EXERCICE >> Rédigez la suite de l'article sur l'indépendance algérienne et l'unité maghrébine, à partir de sa dernière phrase.

DOCUMENT SOURCE >>
= = = = =

Article de Maxime Rodinson paru dans La Voie communiste, n° 23, juin-juillet 1961

L’INDEPENDANCE algérienne est maintenant en vue, malgré toutes les « péripéties » qui peuvent encore surgir, qui surgiront certainement. Les problèmes d’après l’indépendance, posés théoriquement depuis longtemps, commencent à acquérir une certaine urgence. Les deux problèmes les plus importants sont évidemment le caractère interne du futur Etat algérien, avant tout son caractère social, puis les rapports extérieurs de cet Etat. Parmi ceux-ci, les plus immédiats sont sans doute les rapports avec les deux autres pays maghrébins, Tunisie et Maroc. Il est clair que le problème intérieur, social et le problème extérieur sont étroitement liés.

Partout, depuis longtemps, les hommes politiques, et d’ailleurs tous les milieux intéressés, spéculent dans des sens différents sur l’avenir de l’Algérie et du Maghreb. Un Etat algérien révolutionnaire et dynamique est un cauchemar pour certains, un espoir pour d’autres. Partout, dans les milieux réactionnaires du Maghreb et d’ailleurs, on échafaude des plans pour contenir, canaliser, voire réprimer l’élan révolutionnaire algérien. L’un de ces plans consiste à enserrer le jeune Etat algérien dans les liens d’une association étroite avec les Etats marocain et tunisien pour lesquels on entrevoit une évolution plus « sage ». C’est un plan dans lequel une certaine unité maghrébine jouerait le rôle de frein. C’est donc un plan à proprement parler réactionnaire.

= = = = =

Annotations d'images par boîtes englobantes
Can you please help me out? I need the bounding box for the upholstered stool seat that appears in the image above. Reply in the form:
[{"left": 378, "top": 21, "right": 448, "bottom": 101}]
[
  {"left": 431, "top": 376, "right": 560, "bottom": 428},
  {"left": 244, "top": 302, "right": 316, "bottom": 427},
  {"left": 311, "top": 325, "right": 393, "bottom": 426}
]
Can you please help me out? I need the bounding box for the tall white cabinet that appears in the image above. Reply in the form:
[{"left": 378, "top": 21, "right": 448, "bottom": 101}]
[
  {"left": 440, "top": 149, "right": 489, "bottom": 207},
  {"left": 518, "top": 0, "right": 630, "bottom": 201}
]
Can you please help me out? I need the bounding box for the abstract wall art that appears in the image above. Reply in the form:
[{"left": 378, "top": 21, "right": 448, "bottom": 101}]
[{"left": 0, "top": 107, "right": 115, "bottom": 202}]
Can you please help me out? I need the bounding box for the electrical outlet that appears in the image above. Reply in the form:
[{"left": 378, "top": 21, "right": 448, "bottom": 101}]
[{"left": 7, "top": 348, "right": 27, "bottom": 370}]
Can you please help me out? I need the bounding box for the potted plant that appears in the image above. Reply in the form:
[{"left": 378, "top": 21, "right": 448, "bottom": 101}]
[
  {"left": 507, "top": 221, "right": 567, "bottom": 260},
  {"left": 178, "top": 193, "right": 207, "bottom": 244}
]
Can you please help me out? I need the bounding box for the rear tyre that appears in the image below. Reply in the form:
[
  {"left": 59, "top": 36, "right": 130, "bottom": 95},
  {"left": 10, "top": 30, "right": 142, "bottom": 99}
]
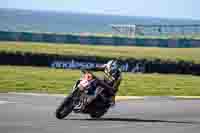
[{"left": 55, "top": 96, "right": 73, "bottom": 119}]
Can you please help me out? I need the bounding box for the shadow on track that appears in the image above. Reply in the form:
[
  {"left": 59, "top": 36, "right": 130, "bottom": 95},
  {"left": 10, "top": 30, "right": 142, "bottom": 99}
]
[{"left": 65, "top": 118, "right": 200, "bottom": 124}]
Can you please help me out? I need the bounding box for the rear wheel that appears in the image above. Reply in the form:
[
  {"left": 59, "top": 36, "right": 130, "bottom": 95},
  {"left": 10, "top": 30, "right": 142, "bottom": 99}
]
[{"left": 90, "top": 111, "right": 107, "bottom": 119}]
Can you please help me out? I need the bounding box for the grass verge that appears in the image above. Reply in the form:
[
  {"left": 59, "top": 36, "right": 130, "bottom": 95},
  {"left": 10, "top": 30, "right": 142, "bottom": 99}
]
[
  {"left": 0, "top": 42, "right": 200, "bottom": 63},
  {"left": 0, "top": 66, "right": 200, "bottom": 96}
]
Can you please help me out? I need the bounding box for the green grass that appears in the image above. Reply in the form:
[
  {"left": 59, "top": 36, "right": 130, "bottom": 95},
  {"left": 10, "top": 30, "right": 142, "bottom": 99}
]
[
  {"left": 0, "top": 66, "right": 200, "bottom": 96},
  {"left": 0, "top": 42, "right": 200, "bottom": 63}
]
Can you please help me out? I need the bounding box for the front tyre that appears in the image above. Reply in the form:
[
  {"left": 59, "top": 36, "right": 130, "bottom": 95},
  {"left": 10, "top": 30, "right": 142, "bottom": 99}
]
[{"left": 55, "top": 96, "right": 73, "bottom": 119}]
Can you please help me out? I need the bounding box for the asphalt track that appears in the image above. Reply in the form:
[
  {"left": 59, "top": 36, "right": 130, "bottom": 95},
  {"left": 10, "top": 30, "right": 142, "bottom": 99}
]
[{"left": 0, "top": 94, "right": 200, "bottom": 133}]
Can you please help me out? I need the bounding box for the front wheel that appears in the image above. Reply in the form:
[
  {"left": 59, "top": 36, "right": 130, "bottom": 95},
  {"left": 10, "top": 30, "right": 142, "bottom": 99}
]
[{"left": 55, "top": 96, "right": 73, "bottom": 119}]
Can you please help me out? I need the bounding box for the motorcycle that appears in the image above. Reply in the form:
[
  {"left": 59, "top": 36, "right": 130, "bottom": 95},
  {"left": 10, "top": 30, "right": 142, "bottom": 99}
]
[{"left": 55, "top": 70, "right": 110, "bottom": 119}]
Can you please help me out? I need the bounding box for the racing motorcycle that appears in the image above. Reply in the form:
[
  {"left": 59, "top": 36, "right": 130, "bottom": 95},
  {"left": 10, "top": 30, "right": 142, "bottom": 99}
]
[{"left": 55, "top": 70, "right": 110, "bottom": 119}]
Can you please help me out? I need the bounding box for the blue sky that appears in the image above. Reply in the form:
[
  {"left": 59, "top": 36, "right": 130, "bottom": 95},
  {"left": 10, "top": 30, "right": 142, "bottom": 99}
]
[{"left": 0, "top": 0, "right": 200, "bottom": 19}]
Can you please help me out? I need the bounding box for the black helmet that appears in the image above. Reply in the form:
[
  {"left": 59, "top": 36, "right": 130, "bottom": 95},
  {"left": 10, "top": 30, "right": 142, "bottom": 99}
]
[{"left": 105, "top": 60, "right": 121, "bottom": 76}]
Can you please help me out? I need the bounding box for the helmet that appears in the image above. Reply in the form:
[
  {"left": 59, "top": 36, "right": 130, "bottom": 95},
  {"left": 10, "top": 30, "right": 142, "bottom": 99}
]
[{"left": 105, "top": 60, "right": 120, "bottom": 76}]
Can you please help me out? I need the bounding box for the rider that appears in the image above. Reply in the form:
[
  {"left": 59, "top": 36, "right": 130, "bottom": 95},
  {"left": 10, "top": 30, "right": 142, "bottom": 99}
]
[{"left": 81, "top": 60, "right": 122, "bottom": 106}]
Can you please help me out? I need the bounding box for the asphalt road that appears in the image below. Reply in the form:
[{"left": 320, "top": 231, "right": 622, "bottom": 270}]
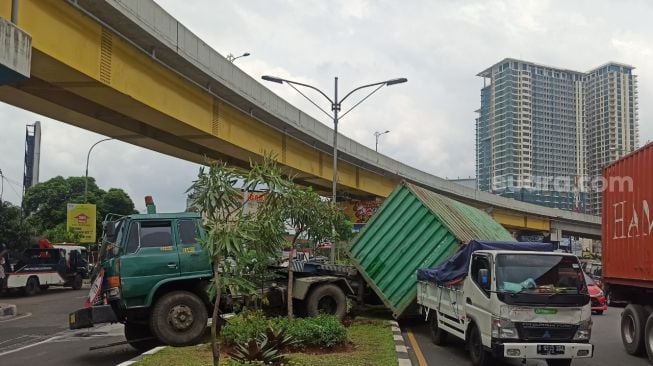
[
  {"left": 0, "top": 287, "right": 140, "bottom": 366},
  {"left": 402, "top": 308, "right": 649, "bottom": 366}
]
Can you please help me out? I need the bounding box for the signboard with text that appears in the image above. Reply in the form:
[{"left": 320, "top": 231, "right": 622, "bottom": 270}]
[{"left": 66, "top": 203, "right": 96, "bottom": 243}]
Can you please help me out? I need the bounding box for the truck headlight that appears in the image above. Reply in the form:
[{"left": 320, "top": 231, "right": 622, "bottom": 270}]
[
  {"left": 492, "top": 317, "right": 519, "bottom": 339},
  {"left": 574, "top": 318, "right": 592, "bottom": 341}
]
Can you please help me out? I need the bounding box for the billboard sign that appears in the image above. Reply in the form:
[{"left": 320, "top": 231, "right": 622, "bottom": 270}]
[{"left": 66, "top": 203, "right": 96, "bottom": 243}]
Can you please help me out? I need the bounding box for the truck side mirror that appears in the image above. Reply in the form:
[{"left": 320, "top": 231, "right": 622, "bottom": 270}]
[
  {"left": 102, "top": 221, "right": 116, "bottom": 238},
  {"left": 477, "top": 268, "right": 490, "bottom": 290}
]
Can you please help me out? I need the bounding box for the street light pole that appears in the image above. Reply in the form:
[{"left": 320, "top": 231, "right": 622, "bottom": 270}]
[
  {"left": 84, "top": 137, "right": 113, "bottom": 203},
  {"left": 261, "top": 75, "right": 408, "bottom": 262},
  {"left": 374, "top": 130, "right": 390, "bottom": 152}
]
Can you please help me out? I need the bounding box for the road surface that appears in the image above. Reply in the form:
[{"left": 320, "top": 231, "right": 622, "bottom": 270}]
[
  {"left": 0, "top": 287, "right": 140, "bottom": 366},
  {"left": 402, "top": 307, "right": 649, "bottom": 366}
]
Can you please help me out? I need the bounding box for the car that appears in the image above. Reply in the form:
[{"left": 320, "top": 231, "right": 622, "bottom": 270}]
[{"left": 584, "top": 273, "right": 608, "bottom": 315}]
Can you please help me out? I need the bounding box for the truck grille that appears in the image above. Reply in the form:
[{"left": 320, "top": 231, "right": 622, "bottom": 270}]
[
  {"left": 591, "top": 297, "right": 601, "bottom": 306},
  {"left": 515, "top": 323, "right": 578, "bottom": 342}
]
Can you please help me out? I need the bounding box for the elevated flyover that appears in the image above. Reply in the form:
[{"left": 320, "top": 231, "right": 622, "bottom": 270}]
[{"left": 0, "top": 0, "right": 600, "bottom": 237}]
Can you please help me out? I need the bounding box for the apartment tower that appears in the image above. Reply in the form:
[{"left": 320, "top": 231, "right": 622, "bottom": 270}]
[{"left": 476, "top": 59, "right": 638, "bottom": 213}]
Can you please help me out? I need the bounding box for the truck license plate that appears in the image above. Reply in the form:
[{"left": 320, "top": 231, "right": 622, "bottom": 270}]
[{"left": 537, "top": 344, "right": 565, "bottom": 355}]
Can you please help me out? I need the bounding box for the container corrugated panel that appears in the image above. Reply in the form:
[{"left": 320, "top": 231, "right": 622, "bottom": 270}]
[
  {"left": 602, "top": 144, "right": 653, "bottom": 288},
  {"left": 349, "top": 183, "right": 514, "bottom": 318}
]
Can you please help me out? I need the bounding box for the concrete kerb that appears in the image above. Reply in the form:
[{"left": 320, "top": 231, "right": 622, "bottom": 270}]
[
  {"left": 116, "top": 346, "right": 167, "bottom": 366},
  {"left": 116, "top": 320, "right": 413, "bottom": 366},
  {"left": 0, "top": 303, "right": 18, "bottom": 320},
  {"left": 390, "top": 320, "right": 413, "bottom": 366}
]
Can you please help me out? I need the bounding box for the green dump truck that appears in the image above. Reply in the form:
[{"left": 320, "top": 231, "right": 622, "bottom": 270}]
[{"left": 69, "top": 183, "right": 513, "bottom": 349}]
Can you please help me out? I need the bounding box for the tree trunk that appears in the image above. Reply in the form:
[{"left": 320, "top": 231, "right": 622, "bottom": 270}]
[
  {"left": 211, "top": 258, "right": 222, "bottom": 366},
  {"left": 287, "top": 234, "right": 299, "bottom": 320}
]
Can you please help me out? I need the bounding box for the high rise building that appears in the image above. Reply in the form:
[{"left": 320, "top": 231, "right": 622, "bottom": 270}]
[
  {"left": 476, "top": 59, "right": 637, "bottom": 213},
  {"left": 583, "top": 63, "right": 639, "bottom": 214}
]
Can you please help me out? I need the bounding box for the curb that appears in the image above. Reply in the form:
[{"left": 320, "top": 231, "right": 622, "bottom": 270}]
[
  {"left": 0, "top": 303, "right": 18, "bottom": 320},
  {"left": 390, "top": 320, "right": 413, "bottom": 366},
  {"left": 116, "top": 346, "right": 167, "bottom": 366}
]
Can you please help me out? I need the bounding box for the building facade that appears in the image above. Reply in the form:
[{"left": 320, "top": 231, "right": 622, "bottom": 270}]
[{"left": 476, "top": 59, "right": 638, "bottom": 213}]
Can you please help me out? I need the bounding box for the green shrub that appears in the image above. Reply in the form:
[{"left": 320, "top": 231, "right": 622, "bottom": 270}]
[
  {"left": 221, "top": 311, "right": 347, "bottom": 348},
  {"left": 275, "top": 315, "right": 347, "bottom": 347},
  {"left": 220, "top": 311, "right": 269, "bottom": 344}
]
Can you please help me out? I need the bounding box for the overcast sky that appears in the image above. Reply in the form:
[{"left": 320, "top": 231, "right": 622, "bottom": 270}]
[{"left": 0, "top": 0, "right": 653, "bottom": 211}]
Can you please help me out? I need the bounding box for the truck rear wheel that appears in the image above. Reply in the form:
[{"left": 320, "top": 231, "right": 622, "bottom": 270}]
[
  {"left": 150, "top": 291, "right": 208, "bottom": 347},
  {"left": 644, "top": 314, "right": 653, "bottom": 364},
  {"left": 71, "top": 274, "right": 83, "bottom": 290},
  {"left": 125, "top": 322, "right": 160, "bottom": 351},
  {"left": 306, "top": 284, "right": 347, "bottom": 320},
  {"left": 621, "top": 304, "right": 647, "bottom": 355},
  {"left": 429, "top": 311, "right": 448, "bottom": 346},
  {"left": 23, "top": 276, "right": 41, "bottom": 296},
  {"left": 467, "top": 324, "right": 494, "bottom": 366}
]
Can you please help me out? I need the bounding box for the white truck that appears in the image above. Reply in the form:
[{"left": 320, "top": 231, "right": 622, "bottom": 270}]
[{"left": 417, "top": 241, "right": 593, "bottom": 366}]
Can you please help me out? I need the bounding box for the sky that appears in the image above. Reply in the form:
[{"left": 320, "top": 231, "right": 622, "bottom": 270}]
[{"left": 0, "top": 0, "right": 653, "bottom": 211}]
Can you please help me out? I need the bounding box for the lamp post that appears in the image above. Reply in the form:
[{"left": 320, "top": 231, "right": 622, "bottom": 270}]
[
  {"left": 84, "top": 137, "right": 113, "bottom": 203},
  {"left": 227, "top": 52, "right": 250, "bottom": 63},
  {"left": 374, "top": 130, "right": 390, "bottom": 152},
  {"left": 262, "top": 75, "right": 408, "bottom": 262}
]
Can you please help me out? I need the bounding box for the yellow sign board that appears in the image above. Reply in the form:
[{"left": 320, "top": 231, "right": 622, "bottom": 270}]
[{"left": 66, "top": 203, "right": 96, "bottom": 243}]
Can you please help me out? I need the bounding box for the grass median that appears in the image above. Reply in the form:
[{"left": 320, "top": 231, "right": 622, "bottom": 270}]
[{"left": 136, "top": 317, "right": 397, "bottom": 366}]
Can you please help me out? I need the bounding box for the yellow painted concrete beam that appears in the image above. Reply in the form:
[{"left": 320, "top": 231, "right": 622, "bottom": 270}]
[{"left": 0, "top": 0, "right": 549, "bottom": 230}]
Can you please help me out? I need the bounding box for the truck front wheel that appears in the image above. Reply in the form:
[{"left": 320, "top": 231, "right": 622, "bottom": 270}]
[
  {"left": 467, "top": 325, "right": 494, "bottom": 366},
  {"left": 150, "top": 291, "right": 208, "bottom": 347},
  {"left": 621, "top": 304, "right": 646, "bottom": 355},
  {"left": 644, "top": 314, "right": 653, "bottom": 364},
  {"left": 125, "top": 322, "right": 159, "bottom": 351},
  {"left": 306, "top": 284, "right": 347, "bottom": 320}
]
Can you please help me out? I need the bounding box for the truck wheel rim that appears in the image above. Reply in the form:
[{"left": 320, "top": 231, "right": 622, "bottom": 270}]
[
  {"left": 168, "top": 305, "right": 194, "bottom": 330},
  {"left": 622, "top": 315, "right": 635, "bottom": 344}
]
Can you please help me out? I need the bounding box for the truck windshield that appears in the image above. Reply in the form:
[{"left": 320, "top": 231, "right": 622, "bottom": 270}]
[
  {"left": 496, "top": 254, "right": 587, "bottom": 302},
  {"left": 98, "top": 220, "right": 125, "bottom": 262}
]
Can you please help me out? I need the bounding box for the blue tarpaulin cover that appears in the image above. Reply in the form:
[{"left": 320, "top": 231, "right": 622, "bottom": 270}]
[{"left": 417, "top": 240, "right": 553, "bottom": 283}]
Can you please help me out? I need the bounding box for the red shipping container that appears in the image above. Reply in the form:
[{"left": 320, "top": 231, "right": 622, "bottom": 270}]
[{"left": 602, "top": 143, "right": 653, "bottom": 288}]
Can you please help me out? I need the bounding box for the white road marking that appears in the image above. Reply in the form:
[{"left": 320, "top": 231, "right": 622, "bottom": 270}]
[
  {"left": 0, "top": 336, "right": 61, "bottom": 357},
  {"left": 0, "top": 313, "right": 32, "bottom": 323}
]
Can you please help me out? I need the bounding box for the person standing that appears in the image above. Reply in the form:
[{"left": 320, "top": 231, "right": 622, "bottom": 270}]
[{"left": 0, "top": 245, "right": 7, "bottom": 293}]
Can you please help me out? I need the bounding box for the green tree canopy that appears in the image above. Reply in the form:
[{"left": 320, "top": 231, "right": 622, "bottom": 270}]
[
  {"left": 0, "top": 201, "right": 32, "bottom": 250},
  {"left": 23, "top": 176, "right": 135, "bottom": 241}
]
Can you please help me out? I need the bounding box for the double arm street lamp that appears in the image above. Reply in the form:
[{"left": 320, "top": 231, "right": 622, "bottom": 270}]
[
  {"left": 374, "top": 130, "right": 390, "bottom": 152},
  {"left": 84, "top": 137, "right": 113, "bottom": 203},
  {"left": 226, "top": 52, "right": 249, "bottom": 63},
  {"left": 262, "top": 75, "right": 408, "bottom": 262}
]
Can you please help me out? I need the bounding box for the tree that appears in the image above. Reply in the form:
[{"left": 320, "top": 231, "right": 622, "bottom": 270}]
[
  {"left": 0, "top": 201, "right": 32, "bottom": 251},
  {"left": 98, "top": 188, "right": 138, "bottom": 218},
  {"left": 188, "top": 156, "right": 293, "bottom": 366},
  {"left": 282, "top": 187, "right": 346, "bottom": 319},
  {"left": 23, "top": 176, "right": 134, "bottom": 241}
]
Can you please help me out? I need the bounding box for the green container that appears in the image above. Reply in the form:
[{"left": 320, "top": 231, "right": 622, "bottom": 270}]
[{"left": 349, "top": 182, "right": 515, "bottom": 318}]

= = = = =

RÉPONSE CI-DESSOUS >>
Mais en face, il y a des tendances vers l’unité maghrébine d’une nature toute différente. Entre tous les peuples de langue arabe, il y a des facteurs d’unité et des facteurs de différenciation. Il en est de même plus particulièrement pour les peuples du Maghreb. On peut solliciter à volonté l’histoire dans le sens de l’unité ou dans celui de la diversité. Les deux existent. Au cours des siècles, les Maghrébins ont souvent eu à subir les mêmes dominations, ont éprouvé les mêmes influences, sont souvent entrés dans les mêmes Etats, ont eu à répondre aux mêmes problèmes. A la base, le Maghreb tout entier a eu le même peuplement berbère, a subi partout quoique inégalement, l’influence culturelle punique, puis est entré dans le giron de l’Empire romain et a été plus ou moins latinisé. L’opposition à l’Orient arabe, où a surtout joué l’influence grecque, assimilant plus ou moins les vieilles civilisations orientales, se marque dans maints faits ethnographiques. Pour en donner un seul exemple frappant, à côté du calendrier canonique musulman qui est lunaire et ne peut servir à rythmer les travaux agricoles, les paysans de tout le monde musulman ont conservé le calendrier solaire antérieur. Or les noms de mois solaires, iraniens en Perse, assyro-babyloniens en Irak, en Syrie et Palestine, en Turquie, coptes en Egypte, sont latins au Maghreb.

Plus tard, comme le souligne un document du F.L.N. (Mandouze, La révolution algérienne par les textes, p. 76), des Etats tels que celui des Fatimides et celui des Almohades se sont étendus à tout le Maghreb. Dans tout le Maghreb se sont répandues les tribus bédouines venues d’Orient et les émigrés musulmans et juifs d’Espagne chassés par la Reconquista et les persécutions chrétiennes. Les attaques espagnoles ont été éprouvées sur toute la côte. La suzeraineté turque à partir du XVIe siècle ne s’est pas étendue au Maroc, mais les trois « régences barbaresques » de l’époque turque avaient des institutions en partie communes, participaient au même monde culturel. La conquête française a fait suivre à l’Algérie pendant un demi-siècle une voie particulière avant que les autres pays maghrébins ne la rejoignent sous la même domination sous des formes différentes.

Les Marocains, les Algériens, les Tunisiens ont leurs particularités et même des régions encore plus restreintes à l’intérieur de chacun des trois pays. Mais, pour les Arabes d’Orient, ce sont tous des Maghrébins, c’est-à-dire des Occidentaux reconnaissables à certains caractères particuliers, à des coutumes spéciales, à un vêtement, à des mœurs alimentaires, à une psychologie, etc., qui les séparent d’eux-mêmes. Pendant de nombreux siècles, les termes les plus employés pour désigner les trois pays ont été, en arabe, le Maghreb extrême (Maroc), le Maghreb moyen (Algérie), le Maghreb proche (Tunisie). Pour ce dernier seulement, on adoptait couramment un autre nom, Ifriqiya, du latin Africa. Le nom du Maroc (de sa capitale du XVIIe siècle Marrakech) est d’origine européenne ; le sultan se désignait lui-même simplement comme le souverain du Maghreb (c’est-à-dire de l’Occident) extrême.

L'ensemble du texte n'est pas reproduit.